Extract provided:

UNITED STATES DISTRICT COURT EASTERN DISTRICT OF NEW YORK ---------------------------------------------------------- X JOSELINE CLERMONT, : : Plaintiff, : : MEMORANDUM DECISION AND -against- : ORDER : OTG CONCESSIONS MANAGEMENT : 24-cv-6590 (BMC) LLC, and JOHN AND JANE DOE, : : Defendants. : ---------------------------------------------------------- X
COGAN, District Judge.
This discrimination, retaliation, and hostile work environment suit is before the Court on defendant OTG Concessions Management LLC’s motion to dismiss. For the reasons set forth below, defendant’s motion is denied. SUMMARY OF AMENDED COMPLAINT Plaintiff is a Hispanic woman who worked as a barista at Terminal 5 in John F. Kennedy International Airport for defendant from December 14, 2022 through February 3, 2023. Plaintiff alleges that her supervisor, Keshana LNU, made multiple discriminatory remarks to her, causing her to seek medical treatment, that higher-level supervisors refused to address these issues, and that, after taking short term disability leave due to Keshana’s behavior, plaintiff was terminated. The first incident occurred on January 6, 2023, a little over three weeks into plaintiff’s employment. According to the amended complaint, “Keshana yelled at [plaintiff] for no reason and then aggressively asked if she had taken her break.” When plaintiff responded that she had not taken her break yet because she was busy assisting customers, Keshana told plaintiff that she had not answered Keshana’s question, and asked plaintiff if she was stupid. Keshana then stated, in front of customers and other employees, that “all Spanish people are stupid.” That same day, plaintiff told a higher-level supervisor, Terminal Director Kent Tiller, about Keshana’s conduct. Tiller responded that plaintiff should “take a shot of whiskey and that it would all be okay.” As a result of this incident, plaintiff “became extremely panicked and stressed.” Plaintiff went to the hospital and was diagnosed with episodic paroxysmal anxiety.

Supplied material:
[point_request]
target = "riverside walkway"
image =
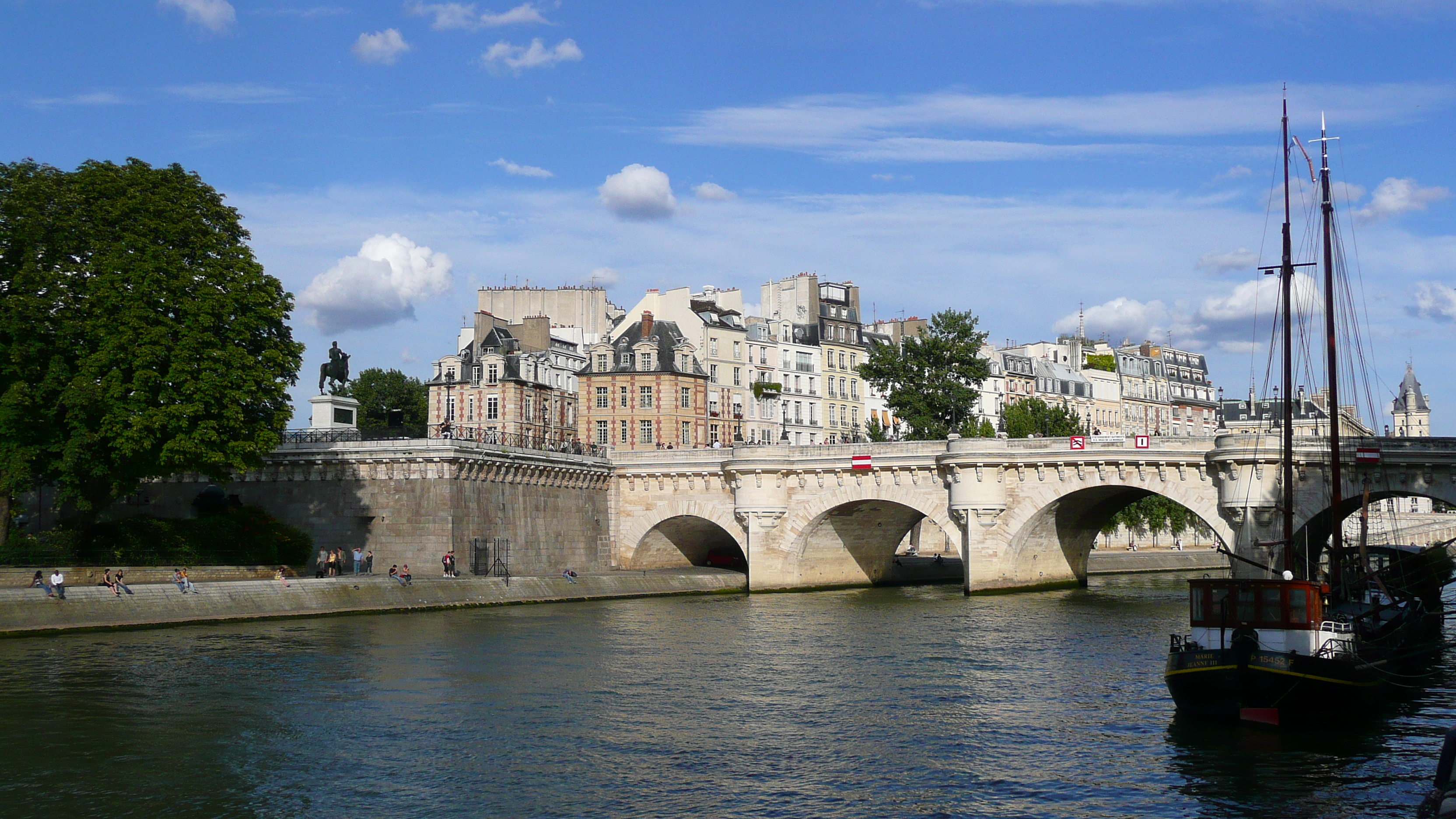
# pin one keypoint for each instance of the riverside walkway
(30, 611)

---

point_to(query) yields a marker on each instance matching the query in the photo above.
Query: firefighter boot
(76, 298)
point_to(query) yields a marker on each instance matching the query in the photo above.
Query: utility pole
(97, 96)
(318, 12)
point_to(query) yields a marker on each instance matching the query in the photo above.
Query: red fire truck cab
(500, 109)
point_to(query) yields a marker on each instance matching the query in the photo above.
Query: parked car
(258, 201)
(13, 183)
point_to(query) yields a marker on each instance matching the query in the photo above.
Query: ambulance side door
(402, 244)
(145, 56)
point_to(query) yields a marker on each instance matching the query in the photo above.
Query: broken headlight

Set of tasks:
1 – Revise the court decision: reproduce everything from "UNITED STATES DISTRICT" down to "COGAN, District Judge.", changing "COGAN" to "Cogan".
2 – According to the court decision, why had the plaintiff not yet taken her break when Keshana asked about it?

Answers in order:
1 –
UNITED STATES DISTRICT COURT EASTERN DISTRICT OF NEW YORK ---------------------------------------------------------- X JOSELINE CLERMONT, : : Plaintiff, : : MEMORANDUM DECISION AND -against- : ORDER : OTG CONCESSIONS MANAGEMENT : 24-cv-6590 (BMC) LLC, and JOHN AND JANE DOE, : : Defendants. : ---------------------------------------------------------- X
Cogan, District Judge.

2 – She had not taken her break yet because she was busy assisting customers.